* _Instruction_
Continue the forum thread about Pig Powder seasoning from where it stops.
#### Document segment
I've got some Pig Powder you can have Griff.


----------



## Griff (Sep 18, 2006)

Finney

Thanks for the offer but I threw out the Fatz Pig powder for a reason. I nearly quit this board after the Pig powder got some good reviews and then I ordered some. It took months to get here and was crap.

Griff


----------



## Finney (Sep 18, 2006)

Griff said:
			
		

> Finney
> 
> Thanks for the offer but I threw out the Fatz Pig powder for a reason. I nearly quit this board after the Pig powder got some good reviews and then I ordered some. It took months to get here and was crap.
> 
> Griff


Powdered KC Masterpiece?


----------



## LarryWolfe (Sep 19, 2006)
########
#### Dataset section
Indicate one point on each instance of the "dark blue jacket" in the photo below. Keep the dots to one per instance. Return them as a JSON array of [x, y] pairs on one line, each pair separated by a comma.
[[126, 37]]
########
* _Expected answer_
Talked to Puff last night about the rubs.  He said both were very good, but the Bold Wolfe Rub was a little too spicy for him on the pork ribs.  But I sort of expected that on pork in the first place, but I'm glad he gave it a try on pork.  He loved it on the chuck roast he did with the Bold, so I told him to give it a try on some beef ribs next time.  Even though I really really liked the Wolfe Rub Bold on the chicken wings I did, I tried to design the flavor profile for beef.  The Wolfe Rub Original is best on pork and chicken, but pretty versatile to use on many other things!  Finney and Cappy enjoy it on their morning toast, like cinnamon sugar!  :damnfunny


----------



## Finney (Sep 19, 2006)

Puff told me mine (#2) was too spicy also.  Puff is a weenie.  It was made for ribs and should be used with a sweet sauce like SBR's mixed with honey (which is what puff used).  Again... Puff is a weenie.

If Rub #2 was too spicy for him then #1 is going to hurt him.  I told him to make sure he used #1 on a large cut of meat.  Either a butt, chuck roast, or some heatry cut of meat.


----------



## LarryWolfe (Sep 19, 2006)

Finney he doesn't listen to either of us.  As much as I like Lil' Puffy, he needs to stick with Mrs. Dash.


----------



## wittdog (Sep 19, 2006)

Puff it all looks great....


----------



## Nick Prochilo (Sep 19, 2006)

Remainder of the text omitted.